◆ Document extract:
--------------------------------

Home and auto insurers are set to pay out millions of dollars in car insurance rebates for Canadian customers, regardless of their financial situation, during the outbreak of COVID-19.
Allstate Insurance Co. of Canada, together with subsidiaries Pembridge Insurance Co. and Pafco Insurance Co., announced on Wednesday a “stay at home payment” of more than $30-million to help their personal auto insurance customers.
Allstate, Pembridge and Pafco customers who have active automobile policies as of April 8 will qualify to receive a one-time payment of approximately 25 per cent of their monthly auto premium. Rebate cheques will be mailed out in May.
“The payment is to help relieve the restrictions, changing business practices and financial burden imposed on our customers," Ryan Michel, chief executive officer of Allstate Insurance Co. of Canada, said in a statement. “We’ve seen less driving, for example, and this is expected to continue throughout April and into May. We recognize that with fewer people driving, there are fewer collisions on our roads.”
Now, with a reduction in risk for auto insurers with fewer cars on the road, savings are being put back into the pockets of consumers.
Also on Wednesday, Aviva Canada Inc. introduced immediate relief measures of about $100-million for auto customers who are driving less during the COVID-19 outbreak. Aviva customers who have stopped driving entirely can reduce their auto insurance premiums by up to 75 per cent, the company said. For policyholders who still have to drive during the pandemic, but are driving less, premium reductions may also be available.

--------------------------------

◆ Data excerpts:
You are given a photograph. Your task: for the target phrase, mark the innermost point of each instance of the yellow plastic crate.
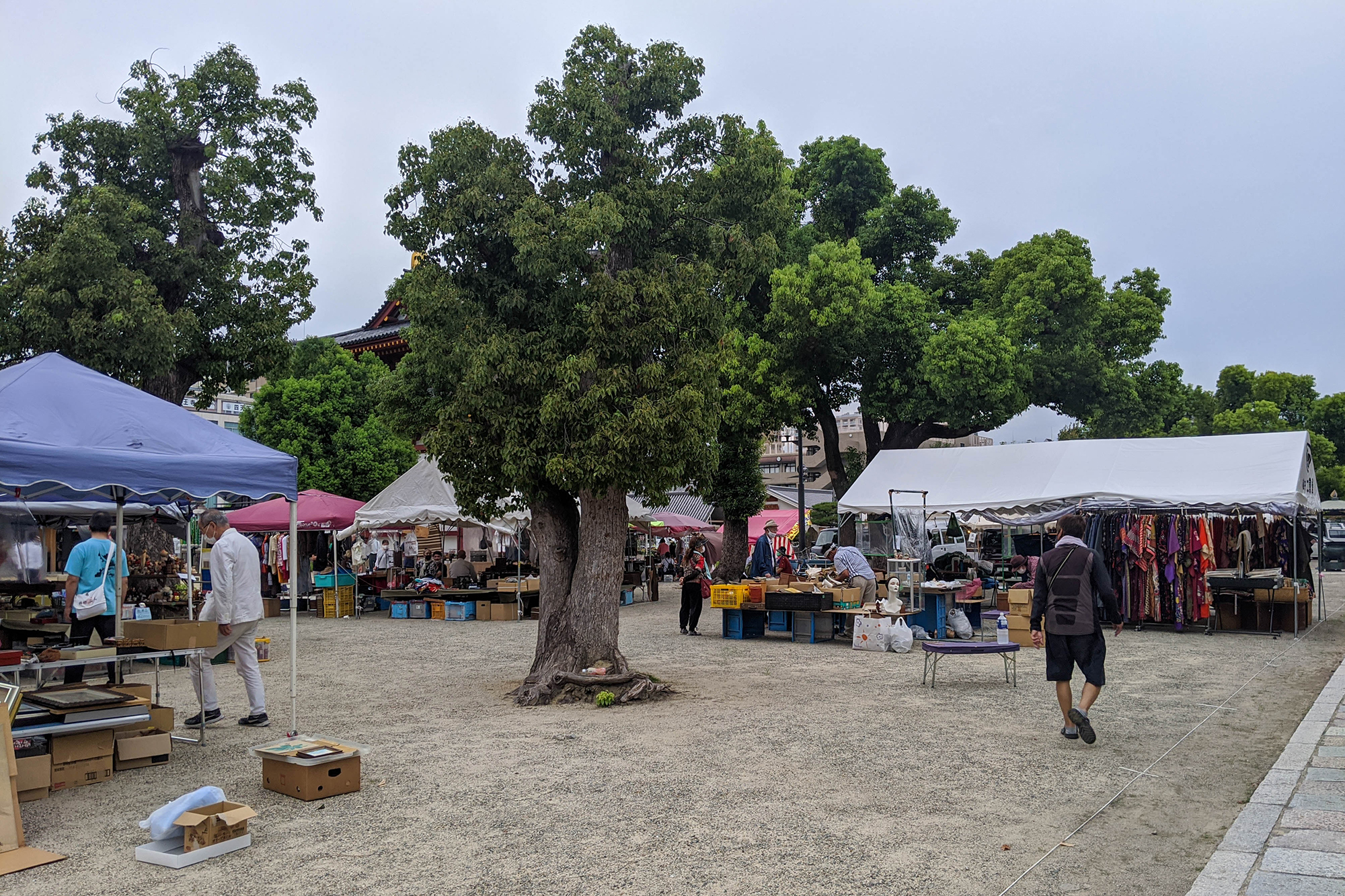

--------------------------------

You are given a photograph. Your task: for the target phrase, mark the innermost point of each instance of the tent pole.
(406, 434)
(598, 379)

--------------------------------

◆ Problems and tasks:
**1.** According to the article on car insurance rebates, when will Allstate's rebate cheques be mailed out?
**2.** Please repeat the part of the car insurance rebates article starting with "Allstate, Pembridge and" and going on through "pockets of consumers.".

◆ Answers provided:
**1.** In May.

**2.**
Allstate, Pembridge and Pafco customers who have active automobile policies as of April 8 will qualify to receive a one-time payment of approximately 25 per cent of their monthly auto premium. Rebate cheques will be mailed out in May.
“The payment is to help relieve the restrictions, changing business practices and financial burden imposed on our customers," Ryan Michel, chief executive officer of Allstate Insurance Co. of Canada, said in a statement. “We’ve seen less driving, for example, and this is expected to continue throughout April and into May. We recognize that with fewer people driving, there are fewer collisions on our roads.”
Now, with a reduction in risk for auto insurers with fewer cars on the road, savings are being put back into the pockets of consumers.